[START OF LISTING]

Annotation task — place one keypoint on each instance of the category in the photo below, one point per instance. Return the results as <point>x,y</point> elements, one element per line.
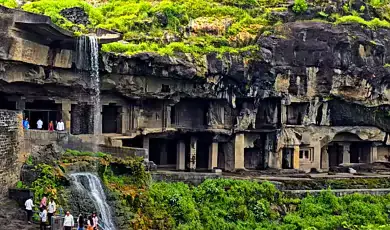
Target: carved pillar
<point>146,146</point>
<point>346,153</point>
<point>193,147</point>
<point>213,155</point>
<point>163,154</point>
<point>296,157</point>
<point>374,153</point>
<point>180,155</point>
<point>239,146</point>
<point>65,111</point>
<point>324,158</point>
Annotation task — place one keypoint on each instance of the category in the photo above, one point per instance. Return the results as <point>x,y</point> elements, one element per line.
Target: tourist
<point>51,210</point>
<point>80,222</point>
<point>26,124</point>
<point>39,124</point>
<point>68,221</point>
<point>60,126</point>
<point>51,126</point>
<point>43,203</point>
<point>95,221</point>
<point>90,223</point>
<point>29,205</point>
<point>43,216</point>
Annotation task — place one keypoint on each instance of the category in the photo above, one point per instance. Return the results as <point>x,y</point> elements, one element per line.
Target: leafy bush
<point>9,3</point>
<point>76,153</point>
<point>300,6</point>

[END OF LISTING]

Recast everything from the start of the data down to the line containing "<point>324,158</point>", both included, as a numbered list, skipping any blank lines and leaving out the pictures.

1. Annotation task — place one keypoint on each instance of the category in the photo below, one point per instance. Return the results as <point>x,y</point> elements, one element per line.
2. Target: carved pillar
3. <point>146,146</point>
4. <point>346,153</point>
5. <point>193,147</point>
6. <point>213,155</point>
7. <point>163,154</point>
8. <point>296,157</point>
9. <point>374,153</point>
10. <point>180,155</point>
11. <point>239,146</point>
12. <point>65,111</point>
13. <point>324,158</point>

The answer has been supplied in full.